PAGE:
---*---
Simulation Validation: Mirage vs On-Chain [SPEC]

Version: 1.0.0 Last Updated: 2026-03-18 Companion to: 16-testing/11-mirage-v2-testing.md (engine correctness)

Validates that mirage-rs simulation outputs match actual on-chain results. Takes N historical blocks where the golem acted, replays them through mirage, and compares simulated vs actual outcomes. This is the sim-to-real accuracy test.

Reader orientation: This document validates that mirage-rs simulation outputs match actual on-chain results for DeFi operations (swaps, LP positions, lending, vaults). It belongs to Section 16 (Testing) and defines the sim-to-real accuracy test: take N historical blocks where a Golem (mortal autonomous agent) acted, replay them through Mirage (live fork infrastructure), and compare simulated vs actual outcomes within defined tolerances. Engine correctness is a prerequisite, covered in ./11-mirage-v2-testing.md (structural tests for HybridDB, DirtyStore, CoW branching). See prd2/shared/glossary.md for full term definitions.

Document Map

Section	Topic
Overview	Why simulation accuracy matters, what “match” means
Methodology	Block selection, replay procedure, comparison metrics
Regression Thresholds	Tolerances for swaps, multi-hop, lending, LP operations
Swap Accuracy	Single-hop swap output validation
Multi-Hop Accuracy	Complex routes through aggregators
LP Position Accuracy	Fee accrual, tick crossing, liquidity changes
Lending Protocol Accuracy	Borrow rates, health factors, liquidation thresholds
Shadow Execution Validation	Modified bytecode divergence tracking
Continuous Regression Suite	Automated nightly validation against recent blocks

mirage-rs v2 makes a core promise: the simulation is accurate enough for a golem to make real capital allocation decisions based on it. “Accurate enough” means the simulated outcome of a DeFi operation matches the actual on-chain outcome within defined tolerances.
---*---
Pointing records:
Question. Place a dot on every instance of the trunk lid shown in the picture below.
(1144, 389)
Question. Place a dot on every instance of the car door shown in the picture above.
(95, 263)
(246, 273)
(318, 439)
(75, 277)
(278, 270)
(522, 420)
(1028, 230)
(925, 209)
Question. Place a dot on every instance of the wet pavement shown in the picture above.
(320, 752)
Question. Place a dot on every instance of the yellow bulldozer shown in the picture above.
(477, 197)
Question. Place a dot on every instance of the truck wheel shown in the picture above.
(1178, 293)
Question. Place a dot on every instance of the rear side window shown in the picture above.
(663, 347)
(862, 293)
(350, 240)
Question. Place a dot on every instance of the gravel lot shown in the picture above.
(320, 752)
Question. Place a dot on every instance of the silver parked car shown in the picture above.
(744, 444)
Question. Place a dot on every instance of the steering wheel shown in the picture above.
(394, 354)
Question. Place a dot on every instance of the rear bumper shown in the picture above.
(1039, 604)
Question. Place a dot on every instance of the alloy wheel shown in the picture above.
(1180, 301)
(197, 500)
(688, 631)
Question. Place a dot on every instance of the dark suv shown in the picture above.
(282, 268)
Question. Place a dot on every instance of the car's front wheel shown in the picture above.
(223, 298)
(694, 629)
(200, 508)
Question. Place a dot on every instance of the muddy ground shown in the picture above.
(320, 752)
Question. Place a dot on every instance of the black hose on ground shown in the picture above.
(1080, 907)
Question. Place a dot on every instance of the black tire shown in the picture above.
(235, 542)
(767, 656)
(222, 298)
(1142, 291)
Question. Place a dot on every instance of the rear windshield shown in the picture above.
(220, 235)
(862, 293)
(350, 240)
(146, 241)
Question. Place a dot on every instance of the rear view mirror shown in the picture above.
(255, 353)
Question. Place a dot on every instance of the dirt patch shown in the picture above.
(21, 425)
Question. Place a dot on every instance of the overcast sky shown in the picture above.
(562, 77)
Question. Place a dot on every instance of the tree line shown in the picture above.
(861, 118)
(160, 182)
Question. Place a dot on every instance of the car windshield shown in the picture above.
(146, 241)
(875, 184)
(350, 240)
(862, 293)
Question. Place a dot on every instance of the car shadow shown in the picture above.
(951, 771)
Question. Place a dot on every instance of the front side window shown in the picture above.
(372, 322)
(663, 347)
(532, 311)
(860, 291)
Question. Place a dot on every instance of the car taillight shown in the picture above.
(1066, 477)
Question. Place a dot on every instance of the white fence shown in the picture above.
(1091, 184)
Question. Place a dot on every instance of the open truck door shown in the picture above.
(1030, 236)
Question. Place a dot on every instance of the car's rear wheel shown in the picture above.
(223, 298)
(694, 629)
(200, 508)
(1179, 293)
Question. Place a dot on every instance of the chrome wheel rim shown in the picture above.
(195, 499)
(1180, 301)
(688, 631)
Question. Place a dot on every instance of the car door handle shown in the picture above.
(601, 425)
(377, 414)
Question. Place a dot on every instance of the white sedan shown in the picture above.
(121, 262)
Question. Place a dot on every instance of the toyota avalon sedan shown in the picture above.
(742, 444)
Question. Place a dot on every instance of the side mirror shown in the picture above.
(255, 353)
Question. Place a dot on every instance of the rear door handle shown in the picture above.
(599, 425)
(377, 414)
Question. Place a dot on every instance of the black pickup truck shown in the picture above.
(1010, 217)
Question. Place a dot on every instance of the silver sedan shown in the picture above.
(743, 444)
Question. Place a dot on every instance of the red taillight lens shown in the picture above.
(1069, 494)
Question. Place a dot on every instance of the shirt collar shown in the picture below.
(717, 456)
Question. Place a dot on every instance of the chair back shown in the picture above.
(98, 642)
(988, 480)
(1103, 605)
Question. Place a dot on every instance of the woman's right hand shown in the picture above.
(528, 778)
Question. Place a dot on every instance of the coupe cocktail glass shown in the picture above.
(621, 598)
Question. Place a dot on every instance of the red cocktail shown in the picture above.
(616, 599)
---*---
TASKS TO PERFORM:
• A. Answer these questions about the simulation validation spec:
(i) What version number does the spec give?
(ii) Which section in the Document Map covers automated nightly validation against recent blocks?
(iii) According to the spec, what does "accurate enough" mean?
• B. Repeat the entries from the line containing "Question. Place a dot on every instance of the rear door" through the final line of the entries, including both ends.
These entries are unrelated to the simulation validation spec.

SOLUTIONS BY TASK:
• A.
(i) 1.0.0
(ii) Continuous Regression Suite
(iii) The simulated outcome of a DeFi operation matches the actual on-chain outcome within defined tolerances.

• B.
Question. Place a dot on every instance of the rear door handle shown in the picture above.
(599, 425)
(377, 414)
Question. Place a dot on every instance of the black pickup truck shown in the picture above.
(1010, 217)
Question. Place a dot on every instance of the silver sedan shown in the picture above.
(743, 444)
Question. Place a dot on every instance of the red taillight lens shown in the picture above.
(1069, 494)
Question. Place a dot on every instance of the shirt collar shown in the picture below.
(717, 456)
Question. Place a dot on every instance of the chair back shown in the picture above.
(98, 642)
(988, 480)
(1103, 605)
Question. Place a dot on every instance of the woman's right hand shown in the picture above.
(528, 778)
Question. Place a dot on every instance of the coupe cocktail glass shown in the picture above.
(621, 598)
Question. Place a dot on every instance of the red cocktail shown in the picture above.
(616, 599)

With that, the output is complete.